**WRITTEN REQUEST:**
Can you find every line below containing the word "branch" and copy each of those lines in full?

**RECORDS SHOWN:**
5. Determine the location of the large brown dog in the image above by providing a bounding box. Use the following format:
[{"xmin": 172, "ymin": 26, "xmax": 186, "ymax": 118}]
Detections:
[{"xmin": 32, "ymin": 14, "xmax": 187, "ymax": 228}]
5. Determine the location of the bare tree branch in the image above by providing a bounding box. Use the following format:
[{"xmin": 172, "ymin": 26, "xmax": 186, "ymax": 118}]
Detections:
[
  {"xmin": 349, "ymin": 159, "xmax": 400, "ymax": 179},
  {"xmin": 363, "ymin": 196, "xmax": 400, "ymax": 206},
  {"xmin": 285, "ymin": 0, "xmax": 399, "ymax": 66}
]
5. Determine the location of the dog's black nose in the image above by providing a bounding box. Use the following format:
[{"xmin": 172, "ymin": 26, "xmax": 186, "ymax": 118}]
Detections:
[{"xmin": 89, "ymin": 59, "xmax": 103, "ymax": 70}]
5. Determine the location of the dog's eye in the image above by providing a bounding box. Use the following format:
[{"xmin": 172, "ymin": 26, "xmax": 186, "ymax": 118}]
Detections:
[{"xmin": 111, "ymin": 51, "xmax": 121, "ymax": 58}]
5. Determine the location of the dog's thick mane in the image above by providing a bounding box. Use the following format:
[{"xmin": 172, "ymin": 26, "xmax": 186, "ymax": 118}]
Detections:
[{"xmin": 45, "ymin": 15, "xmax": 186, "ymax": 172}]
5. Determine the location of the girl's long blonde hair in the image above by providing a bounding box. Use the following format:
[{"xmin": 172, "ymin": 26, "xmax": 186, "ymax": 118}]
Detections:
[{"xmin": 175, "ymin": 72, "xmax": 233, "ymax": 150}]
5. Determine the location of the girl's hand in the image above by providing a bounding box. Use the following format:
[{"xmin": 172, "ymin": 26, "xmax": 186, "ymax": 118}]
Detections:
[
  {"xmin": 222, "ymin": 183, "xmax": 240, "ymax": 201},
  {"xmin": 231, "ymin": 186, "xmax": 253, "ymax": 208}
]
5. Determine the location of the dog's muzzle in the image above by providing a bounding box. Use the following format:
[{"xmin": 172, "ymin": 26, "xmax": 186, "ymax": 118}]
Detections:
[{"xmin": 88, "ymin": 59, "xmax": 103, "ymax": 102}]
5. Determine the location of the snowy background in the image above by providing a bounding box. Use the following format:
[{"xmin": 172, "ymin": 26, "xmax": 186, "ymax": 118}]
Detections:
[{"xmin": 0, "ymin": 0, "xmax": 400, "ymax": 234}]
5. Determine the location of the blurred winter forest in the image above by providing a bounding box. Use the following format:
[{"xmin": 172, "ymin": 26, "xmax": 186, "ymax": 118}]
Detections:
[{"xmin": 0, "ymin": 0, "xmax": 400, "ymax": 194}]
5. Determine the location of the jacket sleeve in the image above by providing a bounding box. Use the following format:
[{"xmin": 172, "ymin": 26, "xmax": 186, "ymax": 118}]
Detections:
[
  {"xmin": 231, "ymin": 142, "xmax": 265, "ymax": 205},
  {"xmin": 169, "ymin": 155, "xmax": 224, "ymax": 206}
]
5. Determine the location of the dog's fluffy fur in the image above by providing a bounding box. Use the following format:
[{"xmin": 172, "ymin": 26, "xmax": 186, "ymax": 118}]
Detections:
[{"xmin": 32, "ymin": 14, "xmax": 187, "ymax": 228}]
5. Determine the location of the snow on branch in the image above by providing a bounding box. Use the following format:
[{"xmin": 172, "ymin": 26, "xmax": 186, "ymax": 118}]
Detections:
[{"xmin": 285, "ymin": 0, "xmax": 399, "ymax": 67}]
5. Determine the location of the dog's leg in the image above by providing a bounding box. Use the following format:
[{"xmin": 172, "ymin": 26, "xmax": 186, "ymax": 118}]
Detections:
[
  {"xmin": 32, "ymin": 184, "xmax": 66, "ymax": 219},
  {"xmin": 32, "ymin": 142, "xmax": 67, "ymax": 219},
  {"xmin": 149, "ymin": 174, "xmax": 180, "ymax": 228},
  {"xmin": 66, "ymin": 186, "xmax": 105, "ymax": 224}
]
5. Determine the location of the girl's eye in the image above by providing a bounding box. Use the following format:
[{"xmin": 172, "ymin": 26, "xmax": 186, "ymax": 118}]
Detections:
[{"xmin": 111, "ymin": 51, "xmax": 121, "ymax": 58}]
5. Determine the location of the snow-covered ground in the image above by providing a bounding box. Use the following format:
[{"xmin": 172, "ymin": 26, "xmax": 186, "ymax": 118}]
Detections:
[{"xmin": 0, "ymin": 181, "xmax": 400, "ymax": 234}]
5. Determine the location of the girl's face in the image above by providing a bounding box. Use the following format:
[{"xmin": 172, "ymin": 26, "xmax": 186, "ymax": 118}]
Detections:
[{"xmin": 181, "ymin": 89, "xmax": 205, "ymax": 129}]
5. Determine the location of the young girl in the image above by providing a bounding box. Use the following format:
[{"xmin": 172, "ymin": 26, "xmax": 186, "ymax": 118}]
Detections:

**FINAL RESULT:**
5. Determine the location of the bare tree branch in the image above by providing a bounding box. Use the following format:
5. Determine the location of the snow on branch in the image above by providing a bounding box. Use the following format:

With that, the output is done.